What to do:
**1.** In the leptospirosis article, what is the average incubation period?
**2.** Retype the part of the leptospirosis article that begins at "Leptospirosis is associated" and stops after "a biphasic course.".
**3.** Extend the leptospirosis article from the point where it stops.

Selected extract:
╭──
RATIONAL DIAGNOSIS AND TREATMENT OF LEPTOSPIROSIS
Dr. Sarala Rajajee*
Consultant Pediatrician and Hematologist, Chennai.*
The genus Leptospira consists of two species, L. Interrogans and L. biflexia, only the former of which is known to cause human disease. More than 200 serovars of L. Interrogans have been identified. Leptospira are spiral-shaped aerobic spirochetes with 18 or more coils per cell. They tend to stain poorly with common laboratory stains and are best visualized by dark field microscopy, silver strain or fluorescent microscopy.

Humans most often become infected after exposure to environmental sources, such as animal urine, contaminated water or soil, or infected animal tissue. Portals of entry include cuts or abraded skin, mucous membranes or conjunctiva. The infection is rarely acquired by ingestion of food contaminated with urine or via aerosols. Controversy exists as to whether Leptospira can penetrate the intact skin.

Leptospirosis is associated with a variable clinical course. The disease may manifest as a subclinical illness followed by seroconversion, a self-limited systemic infection, or a severe, potentially fatal illness accompanied by multiorgan failure.

Leptospirosis presents with the abrupt onset of fever, rigors, myalgia and headache in 75 to 100 percent of patients, after an incubation period of two to 26 days (average 10 days). From 25 to 35 percent of cases have an associated non-productive cough and approximately 50 percent experience nausea, vomiting and diarrhea. Other less common symptoms include arthralgia, bone pain, sore throat, and abdominal pain; acalculous cholecystitis can occur in children. While leptospirosis has classically been described as a biphasic illness, fewer than 50 percent of cases exhibit a biphasic course.
Physical Examination
Physical examination is often unrevealing. An important, but frequently overlooked sign, is conjunctival suffusion. This is not a common finding in other infectious diseases, and its presence in a patient with a non-specific febrile illness should raise the diagnosis of leptospirosis. From 7 to 40% patients can have muscle tenderness, splenomegaly, lymphadenopathy, pharyngitis, hepatomegaly, muscle rigidity, abnormal respiratory auscultation, or skin rash. Aseptic meningitis can be documented in 50 to 85 percent of patients if cerebrospinal fluid (CSF) is examined after seven days of illness. The meningitis is thought to be secondary to a host immune response to the organism rather than to direct infection.
╰──
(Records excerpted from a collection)
╭──
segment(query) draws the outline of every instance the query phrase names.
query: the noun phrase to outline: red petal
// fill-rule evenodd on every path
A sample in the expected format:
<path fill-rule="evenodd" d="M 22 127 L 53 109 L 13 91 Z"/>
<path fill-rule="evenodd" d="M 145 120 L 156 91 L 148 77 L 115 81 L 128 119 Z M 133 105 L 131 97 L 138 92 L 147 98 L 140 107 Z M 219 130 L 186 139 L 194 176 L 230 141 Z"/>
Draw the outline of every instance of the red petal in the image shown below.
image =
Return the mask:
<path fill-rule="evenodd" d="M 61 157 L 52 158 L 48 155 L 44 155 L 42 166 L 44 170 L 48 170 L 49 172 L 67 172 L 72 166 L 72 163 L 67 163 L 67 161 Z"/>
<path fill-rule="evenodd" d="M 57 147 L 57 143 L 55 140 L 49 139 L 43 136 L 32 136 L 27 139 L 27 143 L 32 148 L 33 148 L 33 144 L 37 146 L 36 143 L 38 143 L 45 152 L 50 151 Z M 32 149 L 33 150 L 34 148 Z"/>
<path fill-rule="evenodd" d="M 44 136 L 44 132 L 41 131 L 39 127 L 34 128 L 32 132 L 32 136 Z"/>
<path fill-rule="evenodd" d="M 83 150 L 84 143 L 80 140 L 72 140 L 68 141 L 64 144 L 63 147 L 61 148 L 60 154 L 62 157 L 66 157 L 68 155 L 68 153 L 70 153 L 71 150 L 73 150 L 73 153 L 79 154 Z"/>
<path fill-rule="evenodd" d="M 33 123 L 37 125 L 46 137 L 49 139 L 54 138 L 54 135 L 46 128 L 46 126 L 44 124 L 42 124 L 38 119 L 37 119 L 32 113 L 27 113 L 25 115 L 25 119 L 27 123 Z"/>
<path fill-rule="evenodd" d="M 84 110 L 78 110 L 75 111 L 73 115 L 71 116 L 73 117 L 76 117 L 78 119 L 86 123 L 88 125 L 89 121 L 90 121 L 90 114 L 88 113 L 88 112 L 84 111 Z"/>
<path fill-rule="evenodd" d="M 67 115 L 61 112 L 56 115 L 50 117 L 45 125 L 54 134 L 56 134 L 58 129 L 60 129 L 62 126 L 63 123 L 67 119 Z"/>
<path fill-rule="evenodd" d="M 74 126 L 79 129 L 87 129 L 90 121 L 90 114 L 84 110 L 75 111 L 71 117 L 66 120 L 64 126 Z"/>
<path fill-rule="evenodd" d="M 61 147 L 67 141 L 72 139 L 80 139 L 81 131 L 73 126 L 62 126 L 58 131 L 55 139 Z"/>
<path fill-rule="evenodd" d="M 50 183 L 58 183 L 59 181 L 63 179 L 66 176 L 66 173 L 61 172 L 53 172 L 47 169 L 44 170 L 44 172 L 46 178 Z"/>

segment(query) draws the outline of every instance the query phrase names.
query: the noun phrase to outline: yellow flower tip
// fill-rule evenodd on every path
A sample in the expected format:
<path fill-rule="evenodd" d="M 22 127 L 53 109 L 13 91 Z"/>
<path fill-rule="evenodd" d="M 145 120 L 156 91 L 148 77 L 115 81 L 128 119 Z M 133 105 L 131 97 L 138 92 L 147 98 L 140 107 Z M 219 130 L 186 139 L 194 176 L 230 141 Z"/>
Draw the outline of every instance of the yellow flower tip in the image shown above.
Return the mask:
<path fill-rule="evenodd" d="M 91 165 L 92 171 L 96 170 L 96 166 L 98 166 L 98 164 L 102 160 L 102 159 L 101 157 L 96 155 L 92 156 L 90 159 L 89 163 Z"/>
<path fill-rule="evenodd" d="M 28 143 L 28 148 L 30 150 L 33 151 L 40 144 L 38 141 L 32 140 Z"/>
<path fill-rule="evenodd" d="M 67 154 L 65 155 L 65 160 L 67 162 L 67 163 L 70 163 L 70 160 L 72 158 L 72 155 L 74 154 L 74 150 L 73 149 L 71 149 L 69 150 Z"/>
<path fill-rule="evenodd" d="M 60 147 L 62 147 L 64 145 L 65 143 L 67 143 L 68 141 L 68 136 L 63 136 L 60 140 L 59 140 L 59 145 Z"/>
╰──
Responses per task:
**1.** 10 days

**2.**
Leptospirosis is associated with a variable clinical course. The disease may manifest as a subclinical illness followed by seroconversion, a self-limited systemic infection, or a severe, potentially fatal illness accompanied by multiorgan failure.

Leptospirosis presents with the abrupt onset of fever, rigors, myalgia and headache in 75 to 100 percent of patients, after an incubation period of two to 26 days (average 10 days). From 25 to 35 percent of cases have an associated non-productive cough and approximately 50 percent experience nausea, vomiting and diarrhea. Other less common symptoms include arthralgia, bone pain, sore throat, and abdominal pain; acalculous cholecystitis can occur in children. While leptospirosis has classically been described as a biphasic illness, fewer than 50 percent of cases exhibit a biphasic course.

**3.**
During an outbreak of leptospirosis in India, 90 children with suspected leptospirosis were screened with serologic studies. 15 (17 percent) had leptospirosis. Clinical features that were significantly associated with leptospirosis included: (a) Conjunctival suffusion, (b) Hemorrhage, (c) Abdominal pain, (d) Hepatosplenomegaly and (e) Edema

In a study by S. Rajajee et al., one hundred and thirty nine cases were diagnosed during a 4-year period. The commonest symptoms were fever 133 (96%), headache and myalgia 34 (24%). Jaundice was present in only 25 (18%) of cases renal failure in 2 cases. The frequently encountered clinical signs were hepatomegaly in 100 (72%), myalgia in 34 (24%) with icterus in 25 (18%), 12 (9%) children presented with shock and 10 (7%) had meningitis, CPK estimated was a useful index of myositis. The diagnosis was confirmed by Dark field microscopy and paired or single high serological tests (MAT, ELISA IgM). Overlapping infections such as culture positive Salmonella typhi with leptospirosis (Serology positive) or Dengue Hemorrhagic fever with Leptospirosis presented with complications such as a myocarditis, shock and ARDS. Presentation of non-icteric forms of Leptospirosis are often non-specific and may be missed unless there is a high index of suspicion. This study emphasizes the myositis and meningitis forms of leptospirosis. Delayed diagnosis leads to increased mortality and morbidity.

While most cases of leptospirosis are mild to moderate, the course may be complicated by renal failure, uveitis, hemorrhage, acute respiratory distress syndrome, myocarditis and rhabdomyolysis. Liver failure is generally reversible and not a cause of death in leptospirosis. Dyspnea, oliguria, WBC counts above 12,900/mm3, repolarization abnormalities on electrocardiograms, and alveolar infiltrates on chest radiography have been associated with adverse outcome. Vasculitis with necrosis of extremities may be seen in severe cases.

The potential severity of leptospirosis was illustrated in a retrospective study of 60 patients with leptospirosis requiring ICU admission in India. Multiorgan failure developed in 46 patients (77 percent); the mortality for patients with leptospirosis requiring ICU admission was 52 percent.

Severe pulmonary disease may be under diagnosed in regions of high endemicity. Among 321 patients with serologic and clinical evidence of leptospirosis in Peru, seven (3.7%) had severe pulmonary manifestations, including Hemoptysis in six. Five of the seven patients died, four from pulmonary hemorrhage and one from acute respiratory distress syndrome and multiorgan failure
Laboratory Findings
Leptospirosis is a nonspecific clinical illness, and routine laboratory tests are similarly non diagnostic. White blood cell (WBC) counts are generally less than 10,000/mm3 but may range between 3,000 and 26,000/mm3; a shift to the left is seen in about two-thirds of patients. Urinalysis frequently shows proteinuria, pyuria, granular casts and occasionally microscopic hematuria. Elevated creatine kinase is found in approximately 50% of patients and may be a useful clue for the diagnosis. Approximately 40% of patients have minimal to moderate elevations of hepatic transaminases (usually <200 IU/L). Hyponatremia is common in severe leptospirosis.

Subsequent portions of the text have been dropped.